Reading passage:
* * * *
In the early nineties, Clark and Tongaat set up a cotton gin on the Flats – Vunisa Cotton. The farmers received loans, seed and pesticides. In return, Vunisa got to process the Flats’ entire cotton harvest. Gradually, farmers were lured by loans and drawn into cotton production even from outside the irrigation scheme. Financially, the venture was a disaster. Farmers built up debts and the government pumped more and more money into the area. Some farmers defaulted on payments because crop yields were too low to cover their commitments; others simply refused to pay.


GMOs offer no solution

The GM seed introduced on the Makhathini Flats by Monsanto-licensed seed producer Delta & Pine Land in 1998 has done nothing to change that situation. GM technology has neither alleviated nor aggravated the debt problem. The farmers on the Makhathini Flats suffer from the monoculture imposed by the Apartheid regime in the 1970s, as well as from the low price of cotton on the world market. Genetic engineering offers no way out of this dead end street.
* * * *
What is required: Quote the passage on Makhathini Flats cotton word for word, starting at "The GM seed" and ending at "dead end street.". The data after this passage comes from an unrelated source.
* * * *
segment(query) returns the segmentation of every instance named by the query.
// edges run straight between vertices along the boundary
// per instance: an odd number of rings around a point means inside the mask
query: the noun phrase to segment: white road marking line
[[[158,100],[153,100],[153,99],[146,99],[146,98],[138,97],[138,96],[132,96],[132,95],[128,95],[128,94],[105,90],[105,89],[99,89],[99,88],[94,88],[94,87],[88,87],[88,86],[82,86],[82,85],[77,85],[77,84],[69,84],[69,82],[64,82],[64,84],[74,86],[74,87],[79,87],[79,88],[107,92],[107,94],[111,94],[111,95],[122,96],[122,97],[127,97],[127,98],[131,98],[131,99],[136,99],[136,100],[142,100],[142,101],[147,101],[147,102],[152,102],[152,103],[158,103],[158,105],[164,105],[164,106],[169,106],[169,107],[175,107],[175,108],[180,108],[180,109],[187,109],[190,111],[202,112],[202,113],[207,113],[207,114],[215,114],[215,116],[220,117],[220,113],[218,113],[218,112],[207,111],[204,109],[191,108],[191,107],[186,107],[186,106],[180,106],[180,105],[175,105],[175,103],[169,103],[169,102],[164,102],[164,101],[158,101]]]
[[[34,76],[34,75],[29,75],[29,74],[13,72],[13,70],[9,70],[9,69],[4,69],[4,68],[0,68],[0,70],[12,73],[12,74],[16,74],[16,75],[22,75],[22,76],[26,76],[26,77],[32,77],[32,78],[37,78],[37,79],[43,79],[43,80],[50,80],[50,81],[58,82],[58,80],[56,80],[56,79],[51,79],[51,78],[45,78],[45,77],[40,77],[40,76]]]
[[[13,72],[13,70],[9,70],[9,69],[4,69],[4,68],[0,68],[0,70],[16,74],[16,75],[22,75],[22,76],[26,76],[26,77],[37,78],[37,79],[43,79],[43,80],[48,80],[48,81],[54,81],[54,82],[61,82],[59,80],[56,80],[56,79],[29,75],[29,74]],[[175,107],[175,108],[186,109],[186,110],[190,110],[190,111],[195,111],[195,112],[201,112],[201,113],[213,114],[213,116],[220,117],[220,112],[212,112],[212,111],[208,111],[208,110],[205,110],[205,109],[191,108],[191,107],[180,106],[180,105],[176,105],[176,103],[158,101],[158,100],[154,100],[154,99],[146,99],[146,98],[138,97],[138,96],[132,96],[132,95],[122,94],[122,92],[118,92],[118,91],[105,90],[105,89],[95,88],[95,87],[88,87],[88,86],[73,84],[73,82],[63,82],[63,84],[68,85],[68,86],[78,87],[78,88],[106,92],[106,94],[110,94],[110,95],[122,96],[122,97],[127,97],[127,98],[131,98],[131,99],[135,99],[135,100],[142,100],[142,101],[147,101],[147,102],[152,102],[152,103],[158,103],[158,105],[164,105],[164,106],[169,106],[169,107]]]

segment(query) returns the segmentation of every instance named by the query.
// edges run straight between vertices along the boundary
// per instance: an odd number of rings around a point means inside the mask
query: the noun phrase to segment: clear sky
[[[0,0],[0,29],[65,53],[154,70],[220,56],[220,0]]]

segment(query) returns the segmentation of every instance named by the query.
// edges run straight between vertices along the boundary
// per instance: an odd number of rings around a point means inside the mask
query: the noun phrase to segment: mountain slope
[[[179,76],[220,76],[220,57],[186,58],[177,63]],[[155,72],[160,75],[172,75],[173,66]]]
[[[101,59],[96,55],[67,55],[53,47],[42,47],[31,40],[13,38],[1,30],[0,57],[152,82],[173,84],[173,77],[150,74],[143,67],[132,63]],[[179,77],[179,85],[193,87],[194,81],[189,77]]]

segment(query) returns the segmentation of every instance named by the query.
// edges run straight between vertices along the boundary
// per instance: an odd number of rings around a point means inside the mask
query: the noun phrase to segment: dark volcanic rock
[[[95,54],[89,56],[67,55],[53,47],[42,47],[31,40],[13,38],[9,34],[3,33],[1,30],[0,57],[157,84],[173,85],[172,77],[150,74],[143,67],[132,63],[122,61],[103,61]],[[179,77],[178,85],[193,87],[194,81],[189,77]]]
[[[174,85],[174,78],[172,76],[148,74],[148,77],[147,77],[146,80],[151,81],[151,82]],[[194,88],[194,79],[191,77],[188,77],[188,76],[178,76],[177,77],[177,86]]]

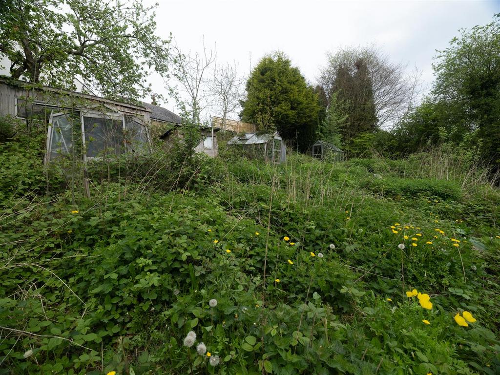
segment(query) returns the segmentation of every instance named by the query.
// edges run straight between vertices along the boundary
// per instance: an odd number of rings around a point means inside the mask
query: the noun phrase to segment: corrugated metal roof
[[[160,106],[150,104],[144,102],[142,104],[144,107],[151,110],[151,114],[150,115],[150,117],[152,120],[164,121],[166,122],[170,122],[172,124],[180,124],[182,122],[182,120],[180,118],[180,116],[178,114],[176,114],[166,108],[160,107]]]
[[[228,144],[258,144],[268,142],[272,138],[282,140],[278,132],[274,134],[245,133],[243,136],[236,136],[228,142]]]

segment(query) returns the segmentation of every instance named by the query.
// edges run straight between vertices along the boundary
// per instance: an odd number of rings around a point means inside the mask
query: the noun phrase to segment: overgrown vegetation
[[[0,373],[500,371],[500,194],[472,164],[178,146],[90,166],[88,199],[42,145],[0,154]]]

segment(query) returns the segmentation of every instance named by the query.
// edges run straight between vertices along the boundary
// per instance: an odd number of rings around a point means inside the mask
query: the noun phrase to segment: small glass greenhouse
[[[286,160],[286,145],[277,132],[274,134],[245,133],[232,138],[228,145],[240,148],[249,158],[273,163],[284,162]]]
[[[342,162],[344,158],[344,151],[336,146],[324,140],[317,140],[312,145],[312,156],[329,162]]]

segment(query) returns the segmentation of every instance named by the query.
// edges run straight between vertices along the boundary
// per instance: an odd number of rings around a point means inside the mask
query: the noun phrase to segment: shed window
[[[62,154],[71,154],[73,150],[73,122],[67,114],[50,116],[47,152],[50,158]]]
[[[203,148],[205,150],[214,150],[214,142],[212,136],[203,138]]]

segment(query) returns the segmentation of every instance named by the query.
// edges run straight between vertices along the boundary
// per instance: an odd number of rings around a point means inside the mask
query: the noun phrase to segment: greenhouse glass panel
[[[82,116],[85,145],[88,158],[96,158],[103,153],[116,154],[123,151],[123,118],[110,118],[102,115]]]

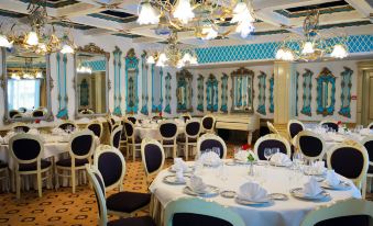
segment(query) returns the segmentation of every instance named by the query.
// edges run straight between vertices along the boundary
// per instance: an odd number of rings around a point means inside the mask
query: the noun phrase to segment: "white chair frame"
[[[331,168],[331,157],[334,154],[334,151],[337,149],[343,148],[343,147],[354,148],[354,149],[356,149],[356,151],[360,151],[363,155],[364,166],[361,170],[360,176],[355,179],[350,179],[350,178],[349,179],[352,180],[352,182],[358,187],[358,189],[362,190],[362,195],[363,195],[363,197],[365,197],[365,189],[366,189],[365,180],[366,180],[366,172],[367,172],[367,167],[369,167],[369,155],[367,155],[365,147],[362,144],[359,144],[359,143],[353,142],[353,140],[347,140],[347,142],[343,142],[341,144],[332,146],[330,148],[330,150],[328,151],[328,155],[327,155],[328,169],[332,169]]]
[[[147,170],[146,159],[145,159],[145,146],[146,145],[156,145],[156,146],[160,147],[160,150],[161,150],[162,162],[161,162],[161,166],[158,167],[158,169],[155,170],[154,172],[149,172],[149,170]],[[142,165],[144,167],[144,171],[145,171],[145,176],[146,176],[146,183],[150,184],[150,178],[152,176],[156,176],[164,167],[165,152],[164,152],[163,146],[156,139],[150,139],[150,138],[143,139],[142,143],[141,143],[141,158],[142,158]]]
[[[215,139],[217,142],[219,142],[222,145],[222,159],[227,158],[227,145],[224,143],[224,140],[215,134],[204,134],[202,136],[199,137],[199,139],[197,140],[197,156],[200,156],[200,145],[202,144],[202,142],[205,142],[206,139]]]
[[[241,216],[231,208],[199,197],[182,197],[169,202],[165,208],[165,225],[173,226],[173,216],[176,213],[200,214],[227,221],[234,226],[245,225]]]
[[[320,136],[320,135],[318,135],[318,134],[316,134],[316,133],[314,133],[314,132],[310,132],[310,131],[301,131],[301,132],[299,132],[298,133],[298,135],[296,136],[296,149],[297,150],[299,150],[301,154],[303,154],[303,151],[301,151],[301,148],[300,148],[300,146],[299,146],[299,139],[300,139],[300,137],[301,136],[312,136],[312,137],[316,137],[316,138],[318,138],[318,139],[320,139],[321,140],[321,143],[322,143],[322,150],[321,150],[321,152],[318,155],[318,156],[315,156],[315,157],[308,157],[308,156],[305,156],[305,158],[307,159],[307,160],[309,160],[309,161],[315,161],[315,160],[319,160],[319,161],[321,161],[322,160],[322,158],[323,158],[323,156],[326,155],[326,143],[325,143],[325,139]]]
[[[39,143],[41,149],[40,152],[37,155],[36,158],[31,159],[31,160],[21,160],[19,159],[15,155],[14,155],[14,150],[13,150],[13,143],[18,139],[33,139],[35,142]],[[41,139],[40,136],[37,135],[31,135],[31,134],[18,134],[13,137],[10,138],[9,140],[9,150],[10,150],[10,155],[14,160],[14,174],[15,174],[15,190],[17,190],[17,199],[20,199],[21,196],[21,176],[26,176],[26,174],[36,174],[36,180],[37,180],[37,192],[39,192],[39,196],[43,196],[42,193],[42,182],[43,180],[47,180],[47,183],[50,184],[50,187],[52,188],[52,163],[50,167],[42,169],[41,166],[41,160],[42,160],[42,154],[44,152],[44,144]],[[20,163],[33,163],[36,161],[36,170],[32,170],[32,171],[19,171],[19,167]],[[42,173],[46,173],[46,177],[42,177]]]
[[[367,215],[373,218],[373,202],[365,200],[347,200],[339,201],[332,205],[323,205],[311,211],[306,215],[300,226],[314,226],[319,222],[353,215]],[[373,226],[373,221],[370,221],[370,226]]]
[[[268,139],[274,139],[274,140],[278,140],[281,143],[283,143],[286,147],[286,155],[290,158],[292,156],[292,148],[290,148],[290,145],[288,143],[288,140],[286,138],[284,138],[283,136],[278,135],[278,134],[267,134],[265,136],[262,136],[261,138],[259,138],[256,142],[255,142],[255,145],[254,145],[254,154],[256,156],[257,155],[257,148],[259,148],[259,145],[262,143],[262,142],[265,142],[265,140],[268,140]]]
[[[165,137],[162,136],[162,134],[161,134],[161,126],[162,126],[163,124],[173,124],[173,125],[176,126],[176,133],[175,133],[175,135],[174,135],[173,137],[171,137],[171,138],[165,138]],[[173,158],[176,158],[176,156],[177,156],[177,152],[176,152],[176,150],[177,150],[176,137],[177,137],[177,135],[178,135],[178,126],[177,126],[177,124],[175,123],[174,120],[166,120],[166,121],[163,121],[163,122],[160,124],[160,126],[158,126],[158,132],[160,132],[160,135],[162,136],[161,144],[162,144],[163,148],[173,148]],[[163,142],[173,142],[173,145],[164,145]]]
[[[90,146],[90,150],[87,152],[87,155],[84,156],[76,156],[73,150],[72,150],[72,144],[73,140],[78,137],[78,136],[84,136],[84,135],[90,135],[92,136],[92,140],[91,140],[91,146]],[[59,187],[59,178],[69,178],[72,181],[72,187],[73,187],[73,193],[75,193],[76,190],[76,171],[78,170],[84,170],[85,166],[80,166],[80,167],[76,167],[75,166],[75,159],[87,159],[89,163],[91,163],[91,156],[94,155],[94,150],[95,150],[95,134],[94,132],[89,131],[88,128],[83,131],[83,132],[77,132],[75,134],[73,134],[73,136],[70,137],[70,140],[68,142],[68,154],[72,158],[72,167],[63,167],[63,166],[57,166],[55,167],[55,176],[56,176],[56,187]],[[62,171],[70,171],[70,174],[63,174],[63,173],[58,173],[58,170]]]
* * * *
Exercise output:
The GM seed introduced on the Makhathini Flats by Monsanto-licensed seed producer Delta & Pine Land in 1998 has done nothing to change that situation. GM technology has neither alleviated nor aggravated the debt problem. The farmers on the Makhathini Flats suffer from the monoculture imposed by the Apartheid regime in the 1970s, as well as from the low price of cotton on the world market. Genetic engineering offers no way out of this dead end street.